The net effect has been that all Australian governments have increased their spending and run into deficit at the same time as their revenues have entered on a long period of potential stagnation. Capital gains tax collections at federal level and stamp duty collections at the state level have been heavily hit by losses in share markets and stagnation in property markets while baby boomers are starting to leave the PAYE workforce.

The Federal government has tried to arrest the decline in property values by jawboning the Reserve Bank to keep interest rates low and increasing subsidies for property purchases through first home owners’ grants. The Reserve Bank has been aided in keeping down interest rates by what seem to be artificially low consumer price indices being produced by the Australian Bureau of Statistics. But artificial attempts to prop up property markets at the expense of productive activity are no substitute for genuine property values sustained by real productive activity generating real demand.

Australia is potentially sitting on a crumbling property boom, funded by massive foreign borrowings and propped up by government manipulation of interest rates, consumer subsidies and bank guarantees. Australia is not that different in this respect to Ireland, Latvia or any other apparently successful economy relying on capital inflow through the banking system before the tide ran out.

While professing complete confidence in Australia’s brilliant Asian future – and it is thankfully true that Australia has a degree of export diversification which has been enviable in many ways – Australian governments have gambled on their luck. They have bloated their budgets with current expenditure on useless public expenditures and larger public sector employment without considering crumbling tax revenues. It is, after all, common sense that where the tax system booms because it is based on taxing gains it is likely to disintegrate when gains become losses and be left with a heavy overhang after a crash.

All this is rather a pity, given that Australia was a world leader introducing the taxation of unimproved land values which for generations provided a stable and growing non-distorting revenue base for the financing of public works.

However since the 1970s, rate capping imposed on local government councils, the abolition of rates-funded semi-government utilities in favour of corporatised state or privatised profit maximising corporations, has meant that less and less public revenue has come from stable revenue sources.

None of this would necessarily matter that much if Australia could continue to make a fortune selling off its brilliant natural resources inheritance. However when one sees that infrastructure costs, tax costs or wage costs are leading to a situation where Australia’s coal and iron ore exporters are potentially becoming uncompetitive with other rivals such as Mongolia or Brazil,
one wonders whether Australia has played its luck too hard for too long. When one further sees iron ore moguls suggesting that they need to import cheaper foreign labour to exploit Australian mineral resources one has to ask what is the point of Australian economic policy. If Australia fails to secure much public revenue from the export of its minerals resources and even fails to get jobs for its own people to dig up its resource endowment one wonders what the point of Australian economic policy really is.

• INPUT DATA:
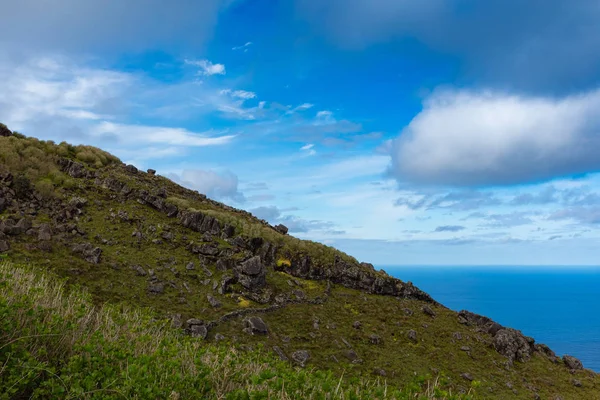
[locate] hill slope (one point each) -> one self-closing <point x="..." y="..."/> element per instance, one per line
<point x="224" y="276"/>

• TASK GOAL:
Write out the passage on Australia's revenue from "None of this" to "policy really is.", substituting "Indonesia" for "Mongolia".

• RESULT:
None of this would necessarily matter that much if Australia could continue to make a fortune selling off its brilliant natural resources inheritance. However when one sees that infrastructure costs, tax costs or wage costs are leading to a situation where Australia’s coal and iron ore exporters are potentially becoming uncompetitive with other rivals such as Indonesia or Brazil,
one wonders whether Australia has played its luck too hard for too long. When one further sees iron ore moguls suggesting that they need to import cheaper foreign labour to exploit Australian mineral resources one has to ask what is the point of Australian economic policy. If Australia fails to secure much public revenue from the export of its minerals resources and even fails to get jobs for its own people to dig up its resource endowment one wonders what the point of Australian economic policy really is.